What the task requires —
Format every line of the material below as a JSON list of strings, one string per line, omitting blank lines and leaving out the pictures.

Records for the task —
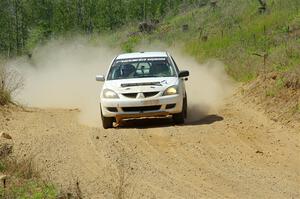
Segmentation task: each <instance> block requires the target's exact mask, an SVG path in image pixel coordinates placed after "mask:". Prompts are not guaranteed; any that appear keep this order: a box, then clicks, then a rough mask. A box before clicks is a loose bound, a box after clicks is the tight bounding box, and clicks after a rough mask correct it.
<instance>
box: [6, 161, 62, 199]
mask: <svg viewBox="0 0 300 199" xmlns="http://www.w3.org/2000/svg"><path fill="white" fill-rule="evenodd" d="M0 165H1V172H3V173H5V174H7V175H8V176H9V178H8V180H7V182H6V186H5V187H3V186H2V185H1V187H0V198H3V199H14V198H28V199H55V198H57V196H58V191H57V189H56V188H55V187H54V186H53V185H51V184H48V183H44V182H42V181H40V180H39V177H38V175H37V173H36V171H34V169H33V167H32V164H31V161H30V160H24V161H21V162H17V161H15V160H12V159H9V158H7V159H4V160H3V159H2V160H0Z"/></svg>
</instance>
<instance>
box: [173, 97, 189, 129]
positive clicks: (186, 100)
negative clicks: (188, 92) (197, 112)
mask: <svg viewBox="0 0 300 199" xmlns="http://www.w3.org/2000/svg"><path fill="white" fill-rule="evenodd" d="M186 117H187V99H186V97H185V98H184V99H183V104H182V110H181V112H180V113H176V114H174V115H173V121H174V123H175V124H184V119H185V118H186Z"/></svg>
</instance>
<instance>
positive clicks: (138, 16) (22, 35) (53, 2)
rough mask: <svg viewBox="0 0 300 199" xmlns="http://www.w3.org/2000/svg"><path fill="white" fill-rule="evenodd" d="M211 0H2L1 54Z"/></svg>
mask: <svg viewBox="0 0 300 199" xmlns="http://www.w3.org/2000/svg"><path fill="white" fill-rule="evenodd" d="M205 2H207V0H115V1H111V0H42V1H41V0H1V1H0V27H1V29H0V54H2V55H4V56H5V57H12V56H16V55H21V54H23V53H26V52H27V51H29V50H30V49H32V48H34V46H35V45H36V44H37V43H39V42H41V41H43V40H46V39H49V38H52V37H55V36H60V35H64V34H69V33H83V34H93V33H101V32H106V31H111V30H114V29H116V28H118V27H120V26H122V25H124V24H128V23H131V22H141V21H151V20H154V19H155V20H159V19H161V18H162V17H164V16H165V15H167V14H172V13H173V14H176V13H177V12H178V10H179V9H180V8H181V7H184V6H201V5H202V4H203V3H205Z"/></svg>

Finished exercise —
[
  "Segmentation task: each <instance> block requires the target's exact mask, an SVG path in image pixel coordinates placed after \"mask:\". Prompts are not guaranteed; any that appear keep this order: a box, then clicks, then a rough mask. A box before clicks is a loose bound, a box after clicks is the tight bounding box, and clicks after a rough mask correct it.",
  "<instance>",
  "box: [6, 161, 62, 199]",
  "mask: <svg viewBox=\"0 0 300 199\" xmlns=\"http://www.w3.org/2000/svg\"><path fill=\"white\" fill-rule=\"evenodd\" d=\"M0 165H1V172H3V173H5V174H7V175H8V176H9V178H8V180H7V182H6V186H5V187H3V186H2V185H1V187H0V198H3V199H14V198H28V199H55V198H57V196H58V191H57V189H56V188H55V187H54V186H53V185H51V184H48V183H44V182H42V181H40V180H39V177H38V175H37V173H36V171H34V169H33V167H32V164H31V161H30V160H24V161H21V162H17V161H15V160H12V159H9V158H7V159H4V160H3V159H2V160H0Z\"/></svg>",
  "</instance>",
  "<instance>",
  "box: [173, 97, 189, 129]",
  "positive clicks: (186, 100)",
  "negative clicks: (188, 92) (197, 112)",
  "mask: <svg viewBox=\"0 0 300 199\" xmlns=\"http://www.w3.org/2000/svg\"><path fill=\"white\" fill-rule=\"evenodd\" d=\"M186 117H187V99H186V97H185V98H184V99H183V104H182V110H181V112H180V113H176V114H174V115H173V121H174V123H175V124H184V119H185V118H186Z\"/></svg>",
  "</instance>",
  "<instance>",
  "positive clicks: (138, 16) (22, 35) (53, 2)",
  "rough mask: <svg viewBox=\"0 0 300 199\" xmlns=\"http://www.w3.org/2000/svg\"><path fill=\"white\" fill-rule=\"evenodd\" d=\"M211 0H2L1 54Z\"/></svg>",
  "mask: <svg viewBox=\"0 0 300 199\" xmlns=\"http://www.w3.org/2000/svg\"><path fill=\"white\" fill-rule=\"evenodd\" d=\"M205 2H207V0H115V1H111V0H42V1H41V0H1V1H0V27H1V29H0V54H2V55H4V56H5V57H12V56H16V55H21V54H23V53H26V52H27V51H29V50H30V49H32V48H34V46H35V45H36V44H37V43H39V42H41V41H43V40H46V39H49V38H52V37H55V36H60V35H64V34H69V33H83V34H93V33H101V32H106V31H111V30H114V29H116V28H118V27H120V26H122V25H124V24H128V23H131V22H141V21H151V20H154V19H155V20H159V19H161V18H162V17H164V16H165V15H167V14H172V13H173V14H176V13H177V12H178V10H179V9H180V8H181V7H184V6H201V5H202V4H203V3H205Z\"/></svg>"
]